WORK INSTRUCTIONS: All the entries need to be quoted exactly, apart from the pictures, which you should drop.
╔══
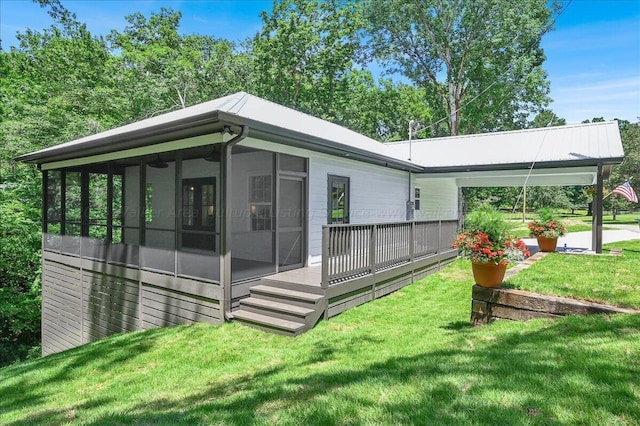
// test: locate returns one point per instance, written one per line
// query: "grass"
(408, 358)
(604, 279)
(520, 229)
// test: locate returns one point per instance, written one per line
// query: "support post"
(325, 258)
(225, 228)
(84, 203)
(596, 232)
(178, 211)
(524, 204)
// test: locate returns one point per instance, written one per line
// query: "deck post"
(325, 257)
(412, 235)
(373, 241)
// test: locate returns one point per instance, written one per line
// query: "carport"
(581, 154)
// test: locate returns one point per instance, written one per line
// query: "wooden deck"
(310, 275)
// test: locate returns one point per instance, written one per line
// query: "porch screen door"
(290, 221)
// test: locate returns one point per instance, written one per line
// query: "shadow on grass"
(101, 356)
(515, 378)
(457, 325)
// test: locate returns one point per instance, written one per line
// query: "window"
(338, 200)
(260, 202)
(199, 213)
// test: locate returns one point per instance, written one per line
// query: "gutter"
(225, 232)
(591, 162)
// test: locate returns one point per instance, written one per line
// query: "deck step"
(276, 306)
(286, 293)
(266, 322)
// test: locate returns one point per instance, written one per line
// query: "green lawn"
(409, 358)
(520, 229)
(606, 279)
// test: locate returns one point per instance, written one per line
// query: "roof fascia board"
(187, 127)
(519, 166)
(193, 142)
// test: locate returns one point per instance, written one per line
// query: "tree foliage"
(480, 60)
(476, 63)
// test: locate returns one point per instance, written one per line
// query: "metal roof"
(561, 146)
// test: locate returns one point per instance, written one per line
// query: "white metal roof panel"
(561, 144)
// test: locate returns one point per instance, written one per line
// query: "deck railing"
(352, 251)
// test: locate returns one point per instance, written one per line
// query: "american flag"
(626, 191)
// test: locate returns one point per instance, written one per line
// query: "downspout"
(225, 258)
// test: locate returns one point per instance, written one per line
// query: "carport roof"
(551, 147)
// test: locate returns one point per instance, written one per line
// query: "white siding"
(377, 194)
(438, 199)
(245, 243)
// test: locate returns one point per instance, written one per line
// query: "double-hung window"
(260, 198)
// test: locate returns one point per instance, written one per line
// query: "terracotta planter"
(547, 244)
(488, 274)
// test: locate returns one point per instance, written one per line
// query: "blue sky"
(593, 56)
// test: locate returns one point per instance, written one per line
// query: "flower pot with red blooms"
(486, 241)
(547, 228)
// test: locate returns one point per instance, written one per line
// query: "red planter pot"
(547, 244)
(488, 274)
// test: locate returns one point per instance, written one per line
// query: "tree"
(479, 60)
(305, 52)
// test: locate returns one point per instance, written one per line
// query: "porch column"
(596, 230)
(225, 220)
╚══
EXERCISE ANSWER:
// test: locate returns one point per instance, written one per line
// query: "grass"
(408, 358)
(604, 279)
(520, 229)
// test: locate returns one point per instance, written one per line
// query: "support post"
(325, 258)
(225, 228)
(84, 203)
(596, 232)
(178, 211)
(524, 204)
// test: locate returns one point per instance, written one per line
// query: "deck post"
(325, 257)
(412, 235)
(373, 241)
// test: locate returns one point per instance, written one per line
// query: "carport"
(581, 154)
// test: locate returns one point per instance, written one per line
// query: "wooden deck"
(310, 275)
// test: locate returns one point per instance, written one per line
// query: "porch screen door"
(290, 221)
// test: locate returns one point per instance, written one per line
// query: "shadow on grass"
(101, 356)
(515, 378)
(457, 325)
// test: locate returns one point per instance, written one per line
// query: "window"
(338, 200)
(260, 202)
(199, 213)
// test: locate returns one point per instance, written one per line
// query: "gutter"
(225, 232)
(591, 162)
// test: locate returns one point per instance, written one per line
// query: "deck step"
(276, 306)
(286, 293)
(266, 322)
// test: locate returns one point per instance, written one per line
// query: "green lawn"
(409, 358)
(520, 229)
(606, 279)
// test: locate returns one point per instance, written one per line
// query: "roof fascia board"
(187, 127)
(519, 166)
(193, 142)
// test: locate returns one point per instance, written one per line
// query: "tree foliage"
(480, 60)
(476, 63)
// test: locate returns one point per instance, written one per line
// query: "metal roof"
(561, 146)
// test: locate returns one point per instance, written one per line
// query: "white metal roof panel"
(561, 144)
// test: locate returns one point per instance, written one per line
// query: "deck railing"
(352, 251)
// test: locate returns one point per instance, written one per line
// query: "american flag"
(626, 191)
// test: locate returns one point per instance, written one per line
// query: "downspout"
(225, 258)
// test: locate returns one point per instance, written one per line
// query: "carport roof"
(551, 147)
// test: locate returns one point per instance, written one per line
// query: "white siding"
(377, 194)
(438, 199)
(245, 243)
// test: locate returns one point per instance, written one per line
// query: "double-hung window"
(260, 198)
// test: locate returns one point per instance, written one per line
// query: "terracotta planter"
(547, 244)
(488, 274)
// test: locate returns one point per instance, written one per line
// query: "blue sky"
(593, 56)
// test: locate returns one point per instance, written one per line
// query: "flower pot with red blooms"
(486, 241)
(547, 228)
// test: locate returns one point per instance, written one per line
// query: "red planter pot"
(547, 244)
(488, 274)
// test: locate returns one point per instance, written one per line
// query: "tree"
(479, 60)
(305, 52)
// test: locate returns one point per instance, written one per line
// query: "porch column"
(596, 230)
(225, 220)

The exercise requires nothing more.